**GOAL OF THE EXERCISE**
Exactly as they stand, write out all of the entries again.
[DATA RECORDS — start]
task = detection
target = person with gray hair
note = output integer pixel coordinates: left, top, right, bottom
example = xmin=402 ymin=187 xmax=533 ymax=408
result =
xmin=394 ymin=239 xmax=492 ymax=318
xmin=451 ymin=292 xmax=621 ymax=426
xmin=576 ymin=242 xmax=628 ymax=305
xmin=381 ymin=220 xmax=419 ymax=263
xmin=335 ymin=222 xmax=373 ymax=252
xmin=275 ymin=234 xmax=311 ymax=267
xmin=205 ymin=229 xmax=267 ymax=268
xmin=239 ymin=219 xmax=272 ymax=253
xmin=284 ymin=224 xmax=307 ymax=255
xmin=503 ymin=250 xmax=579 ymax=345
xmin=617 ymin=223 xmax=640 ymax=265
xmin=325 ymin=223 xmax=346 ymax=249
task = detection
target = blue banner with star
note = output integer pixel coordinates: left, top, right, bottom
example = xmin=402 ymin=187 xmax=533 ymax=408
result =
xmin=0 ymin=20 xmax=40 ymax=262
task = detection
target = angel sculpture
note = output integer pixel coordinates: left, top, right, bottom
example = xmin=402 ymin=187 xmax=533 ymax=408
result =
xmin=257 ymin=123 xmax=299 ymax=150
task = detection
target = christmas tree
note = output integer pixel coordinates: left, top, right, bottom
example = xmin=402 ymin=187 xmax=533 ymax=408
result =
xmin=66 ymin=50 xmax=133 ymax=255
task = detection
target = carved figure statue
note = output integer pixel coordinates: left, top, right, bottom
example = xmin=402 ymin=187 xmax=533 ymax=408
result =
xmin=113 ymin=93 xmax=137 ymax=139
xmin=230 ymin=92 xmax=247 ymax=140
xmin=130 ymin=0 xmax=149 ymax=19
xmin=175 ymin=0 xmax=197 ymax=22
[DATA RECORDS — finish]
**FINISHED TASK**
task = detection
target = person with gray hair
note = output integer pixel coordinates: left, top, right, bottom
example = xmin=402 ymin=187 xmax=533 ymax=408
result =
xmin=394 ymin=239 xmax=492 ymax=318
xmin=451 ymin=292 xmax=621 ymax=426
xmin=576 ymin=242 xmax=628 ymax=305
xmin=381 ymin=220 xmax=419 ymax=263
xmin=335 ymin=222 xmax=373 ymax=252
xmin=275 ymin=234 xmax=311 ymax=267
xmin=205 ymin=229 xmax=267 ymax=268
xmin=239 ymin=219 xmax=272 ymax=253
xmin=284 ymin=224 xmax=307 ymax=255
xmin=503 ymin=250 xmax=579 ymax=345
xmin=617 ymin=223 xmax=640 ymax=265
xmin=325 ymin=223 xmax=346 ymax=249
task = detection
target = blue banner with star
note = output integer pixel coordinates: left, top, right, bottom
example = xmin=402 ymin=187 xmax=533 ymax=408
result =
xmin=0 ymin=20 xmax=40 ymax=262
task = detection
target = angel sculpture
note = output integer pixel coordinates: left, top, right, bottom
example = xmin=402 ymin=187 xmax=533 ymax=408
result =
xmin=257 ymin=123 xmax=299 ymax=150
task = detection
target = christmas tree
note = output integer pixel coordinates: left, top, right, bottom
example = xmin=402 ymin=187 xmax=533 ymax=408
result =
xmin=66 ymin=50 xmax=133 ymax=255
task = detection
target = carved figure statue
note = output integer pixel coordinates: left, top, right, bottom
example = xmin=402 ymin=187 xmax=533 ymax=408
result =
xmin=113 ymin=93 xmax=137 ymax=139
xmin=230 ymin=92 xmax=247 ymax=140
xmin=130 ymin=0 xmax=149 ymax=19
xmin=175 ymin=0 xmax=197 ymax=22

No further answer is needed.